SQL INSERT INTO
Complete SQL INSERT INTO Technical Guide
1. Fundamental Syntax
Explicit Column Listing:
INSERT INTO table_name (col1, col2, col3) VALUES (val1, val2, val3);
Implicit Column Listing:
INSERT INTO table_name VALUES (val1, val2, val3);
2. Advanced Insert Methods
Multi-Row Insert
INSERT INTO products (name, price) VALUES ('Product A', 9.99), ('Product B', 19.99), ('Product C', 29.99);
More efficient than single inserts (reduced roundtrips)
Insert from Select
INSERT INTO archived_orders SELECT * FROM orders WHERE order_date < '2020-01-01';
Insert with Defaults
INSERT INTO users (username) VALUES ('johndoe'); -- Other columns get DEFAULT values
3. Database-Specific Features
MySQL
INSERT IGNORE INTO table ... -- Skips rows with errors
INSERT INTO table ... ON DUPLICATE KEY UPDATE ... -- Updates if duplicate exists
PostgreSQL
INSERT INTO table ... RETURNING id -- Returns generated values
INSERT INTO table ... ON CONFLICT DO NOTHING -- Handles conflicts gracefully
4. Performance Considerations
Batch Insert Optimization
- Use multi-row VALUES syntax
- Consider prepared statements
- Batch size typically 100-1000 rows
Index Impact
- Each index adds insert overhead
- Consider dropping/recreating indexes for bulk loads
- Foreign keys add validation cost
Bulk Load Techniques
-- MySQL LOAD DATA INFILE '/path/to/file.csv' INTO TABLE my_table FIELDS TERMINATED BY ','; -- PostgreSQL COPY my_table FROM '/path/to/file.csv' DELIMITER ',';
5. Error Handling
Common Errors
- Constraint violations (PK, FK, UNIQUE)

Extracted material:
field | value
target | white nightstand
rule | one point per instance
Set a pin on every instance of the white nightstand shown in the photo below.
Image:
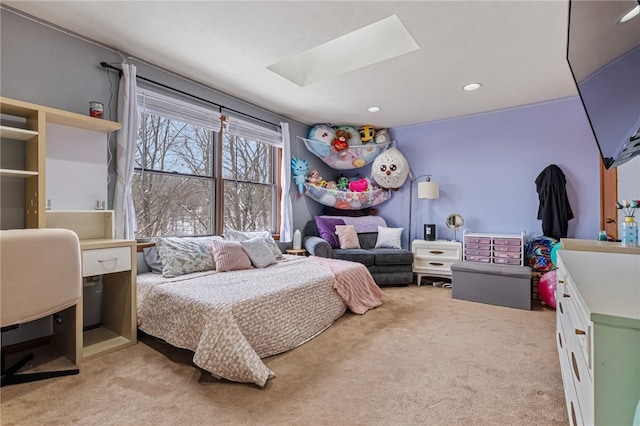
(434, 258)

Problems to work on:
1. What batch size does the SQL INSERT INTO guide give as typical for batch inserts?
2. According to the SQL INSERT INTO guide, why is a multi-row insert preferable to a series of single inserts?

Results for each task:
1. Typically 100 to 1000 rows.

2. A multi-row insert is more efficient than single inserts because it reduces roundtrips.